Extracted material:
···

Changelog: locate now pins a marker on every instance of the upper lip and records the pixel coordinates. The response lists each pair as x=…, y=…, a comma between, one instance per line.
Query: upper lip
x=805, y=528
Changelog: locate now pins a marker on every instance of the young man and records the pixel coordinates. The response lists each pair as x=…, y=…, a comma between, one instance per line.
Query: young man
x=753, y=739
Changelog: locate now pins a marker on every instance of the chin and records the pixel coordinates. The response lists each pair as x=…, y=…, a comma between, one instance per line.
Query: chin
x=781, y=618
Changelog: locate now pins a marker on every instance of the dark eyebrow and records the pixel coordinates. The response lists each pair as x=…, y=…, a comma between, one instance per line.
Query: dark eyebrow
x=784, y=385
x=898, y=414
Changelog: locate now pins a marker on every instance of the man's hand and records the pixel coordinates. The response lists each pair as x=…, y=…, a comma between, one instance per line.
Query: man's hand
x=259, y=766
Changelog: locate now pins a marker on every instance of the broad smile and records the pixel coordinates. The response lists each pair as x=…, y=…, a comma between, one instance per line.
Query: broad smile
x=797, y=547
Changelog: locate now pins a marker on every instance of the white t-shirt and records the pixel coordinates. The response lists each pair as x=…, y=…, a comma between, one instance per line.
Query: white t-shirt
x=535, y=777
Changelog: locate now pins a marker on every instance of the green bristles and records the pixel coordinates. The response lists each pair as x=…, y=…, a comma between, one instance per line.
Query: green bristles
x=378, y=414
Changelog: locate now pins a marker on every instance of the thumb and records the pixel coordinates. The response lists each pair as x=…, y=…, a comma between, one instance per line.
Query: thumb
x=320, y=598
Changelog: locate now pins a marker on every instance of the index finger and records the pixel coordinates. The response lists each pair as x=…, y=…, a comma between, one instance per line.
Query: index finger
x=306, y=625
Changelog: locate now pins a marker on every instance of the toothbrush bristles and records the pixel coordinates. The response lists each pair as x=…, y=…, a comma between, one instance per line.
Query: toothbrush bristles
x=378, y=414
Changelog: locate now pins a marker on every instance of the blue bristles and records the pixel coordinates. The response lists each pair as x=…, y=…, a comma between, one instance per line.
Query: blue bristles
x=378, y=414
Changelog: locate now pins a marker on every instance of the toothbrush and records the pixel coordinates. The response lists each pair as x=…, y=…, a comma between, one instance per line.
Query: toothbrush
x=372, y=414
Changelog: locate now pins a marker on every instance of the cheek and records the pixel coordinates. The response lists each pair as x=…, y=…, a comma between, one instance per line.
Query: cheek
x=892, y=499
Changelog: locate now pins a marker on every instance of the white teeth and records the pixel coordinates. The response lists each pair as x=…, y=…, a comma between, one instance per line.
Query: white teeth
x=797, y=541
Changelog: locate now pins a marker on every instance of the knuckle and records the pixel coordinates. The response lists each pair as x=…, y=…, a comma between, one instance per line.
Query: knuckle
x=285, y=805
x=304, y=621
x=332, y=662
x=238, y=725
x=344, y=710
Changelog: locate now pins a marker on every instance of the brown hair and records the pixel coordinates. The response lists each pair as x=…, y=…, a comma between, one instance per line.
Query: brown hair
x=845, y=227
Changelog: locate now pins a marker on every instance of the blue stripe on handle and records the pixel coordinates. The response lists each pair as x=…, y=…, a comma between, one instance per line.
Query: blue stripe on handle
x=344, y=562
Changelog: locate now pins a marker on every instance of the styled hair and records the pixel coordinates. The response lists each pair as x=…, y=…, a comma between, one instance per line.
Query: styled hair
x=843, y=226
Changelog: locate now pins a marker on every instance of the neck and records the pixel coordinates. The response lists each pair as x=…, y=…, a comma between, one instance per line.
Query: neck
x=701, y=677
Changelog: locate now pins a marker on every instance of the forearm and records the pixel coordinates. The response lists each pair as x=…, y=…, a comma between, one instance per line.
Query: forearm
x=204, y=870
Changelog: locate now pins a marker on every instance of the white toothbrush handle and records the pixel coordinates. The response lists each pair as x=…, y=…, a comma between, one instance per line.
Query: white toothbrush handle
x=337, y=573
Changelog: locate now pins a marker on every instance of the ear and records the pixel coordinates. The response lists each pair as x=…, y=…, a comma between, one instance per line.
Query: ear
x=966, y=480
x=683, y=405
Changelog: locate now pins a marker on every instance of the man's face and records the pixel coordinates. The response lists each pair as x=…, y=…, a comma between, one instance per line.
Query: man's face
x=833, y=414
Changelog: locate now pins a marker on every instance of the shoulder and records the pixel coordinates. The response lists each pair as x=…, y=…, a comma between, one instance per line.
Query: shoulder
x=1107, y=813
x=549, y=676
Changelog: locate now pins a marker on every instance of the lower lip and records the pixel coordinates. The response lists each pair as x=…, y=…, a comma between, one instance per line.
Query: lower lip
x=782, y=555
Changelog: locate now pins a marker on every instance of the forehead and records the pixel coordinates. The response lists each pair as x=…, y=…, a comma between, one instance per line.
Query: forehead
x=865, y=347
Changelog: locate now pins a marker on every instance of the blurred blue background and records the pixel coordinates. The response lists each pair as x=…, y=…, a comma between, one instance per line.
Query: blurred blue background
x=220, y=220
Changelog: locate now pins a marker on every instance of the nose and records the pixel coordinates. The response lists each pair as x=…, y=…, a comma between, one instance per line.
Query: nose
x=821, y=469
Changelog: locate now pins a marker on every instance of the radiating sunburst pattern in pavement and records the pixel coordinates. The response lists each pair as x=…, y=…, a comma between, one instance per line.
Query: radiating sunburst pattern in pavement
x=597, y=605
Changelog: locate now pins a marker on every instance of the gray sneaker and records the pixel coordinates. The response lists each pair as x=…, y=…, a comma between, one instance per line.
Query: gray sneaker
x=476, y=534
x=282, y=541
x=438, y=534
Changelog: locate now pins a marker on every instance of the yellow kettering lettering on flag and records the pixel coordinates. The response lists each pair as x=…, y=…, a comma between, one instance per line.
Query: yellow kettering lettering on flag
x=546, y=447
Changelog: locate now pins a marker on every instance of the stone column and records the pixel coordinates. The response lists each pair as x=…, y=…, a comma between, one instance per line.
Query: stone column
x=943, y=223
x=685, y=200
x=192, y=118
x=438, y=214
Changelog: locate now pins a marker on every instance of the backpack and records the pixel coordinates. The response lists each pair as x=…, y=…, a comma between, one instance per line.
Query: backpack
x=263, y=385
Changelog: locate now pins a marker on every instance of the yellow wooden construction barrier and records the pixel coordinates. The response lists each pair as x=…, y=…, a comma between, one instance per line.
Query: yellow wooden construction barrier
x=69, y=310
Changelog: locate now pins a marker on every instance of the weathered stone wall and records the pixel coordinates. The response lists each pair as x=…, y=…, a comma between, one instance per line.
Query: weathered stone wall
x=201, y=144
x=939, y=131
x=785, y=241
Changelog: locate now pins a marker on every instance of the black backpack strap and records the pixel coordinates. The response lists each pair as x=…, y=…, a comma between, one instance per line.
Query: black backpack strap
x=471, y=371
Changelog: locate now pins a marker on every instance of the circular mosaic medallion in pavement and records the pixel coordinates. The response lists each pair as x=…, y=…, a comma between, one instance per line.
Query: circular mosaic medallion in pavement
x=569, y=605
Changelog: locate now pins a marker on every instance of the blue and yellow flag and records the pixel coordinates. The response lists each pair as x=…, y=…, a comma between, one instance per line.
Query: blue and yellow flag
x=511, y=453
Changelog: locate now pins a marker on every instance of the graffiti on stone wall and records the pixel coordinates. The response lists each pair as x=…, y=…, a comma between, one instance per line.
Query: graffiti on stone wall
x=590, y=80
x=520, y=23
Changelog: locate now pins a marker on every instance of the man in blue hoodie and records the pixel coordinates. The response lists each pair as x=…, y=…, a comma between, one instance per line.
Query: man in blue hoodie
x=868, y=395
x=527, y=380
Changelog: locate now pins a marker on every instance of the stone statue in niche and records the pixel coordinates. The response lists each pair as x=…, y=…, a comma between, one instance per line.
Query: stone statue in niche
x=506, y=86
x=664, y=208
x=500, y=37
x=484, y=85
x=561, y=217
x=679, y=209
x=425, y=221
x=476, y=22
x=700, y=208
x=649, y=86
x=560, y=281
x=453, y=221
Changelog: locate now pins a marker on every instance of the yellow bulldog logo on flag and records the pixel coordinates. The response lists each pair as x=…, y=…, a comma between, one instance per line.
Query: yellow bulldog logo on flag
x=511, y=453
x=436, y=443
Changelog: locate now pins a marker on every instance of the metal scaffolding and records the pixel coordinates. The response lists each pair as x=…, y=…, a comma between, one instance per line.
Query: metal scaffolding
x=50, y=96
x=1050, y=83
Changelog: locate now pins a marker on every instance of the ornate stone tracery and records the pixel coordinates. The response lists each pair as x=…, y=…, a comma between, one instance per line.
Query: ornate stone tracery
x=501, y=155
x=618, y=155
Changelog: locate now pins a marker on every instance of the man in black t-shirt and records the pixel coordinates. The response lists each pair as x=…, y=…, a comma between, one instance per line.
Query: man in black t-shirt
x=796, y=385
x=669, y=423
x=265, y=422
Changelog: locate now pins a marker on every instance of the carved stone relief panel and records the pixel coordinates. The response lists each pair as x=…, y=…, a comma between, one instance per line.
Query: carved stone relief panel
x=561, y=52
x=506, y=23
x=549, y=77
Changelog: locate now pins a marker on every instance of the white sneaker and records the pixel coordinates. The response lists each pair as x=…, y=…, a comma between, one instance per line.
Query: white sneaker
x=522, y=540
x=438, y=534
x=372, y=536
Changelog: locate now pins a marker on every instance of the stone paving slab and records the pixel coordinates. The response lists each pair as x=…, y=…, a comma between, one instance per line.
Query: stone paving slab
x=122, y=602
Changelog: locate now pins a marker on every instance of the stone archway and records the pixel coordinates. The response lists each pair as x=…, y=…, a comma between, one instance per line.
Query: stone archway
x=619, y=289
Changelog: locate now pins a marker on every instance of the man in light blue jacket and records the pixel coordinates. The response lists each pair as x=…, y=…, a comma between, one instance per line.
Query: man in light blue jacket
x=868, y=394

···

Render the data as a numbered list, starting at the line that contains "the toothbrush bristles" and ending at the line that contains "x=892, y=499", with blank lines omitted.

The solution:
1. Changelog: locate now pins a marker on every instance of the toothbrush bristles and records the pixel coordinates. The response lists each pair as x=…, y=…, a comma between, one instance per line.
2. Query: toothbrush bristles
3. x=378, y=414
4. Changelog: locate now pins a marker on every instance of the blue bristles and records the pixel coordinates. The response lists each pair as x=…, y=…, a comma between, one instance per line.
5. Query: blue bristles
6. x=378, y=414
7. Changelog: locate now pins a marker on every instance of the toothbrush and records the pixel coordinates. The response lists each pair as x=…, y=…, a comma between, one instance per line.
8. Query: toothbrush
9. x=372, y=414
10. Changelog: locate now pins a marker on every instance of the cheek and records the pixel coordinates. The response lists each pair as x=…, y=…, a comma between, one instance per line.
11. Query: cheek
12. x=892, y=499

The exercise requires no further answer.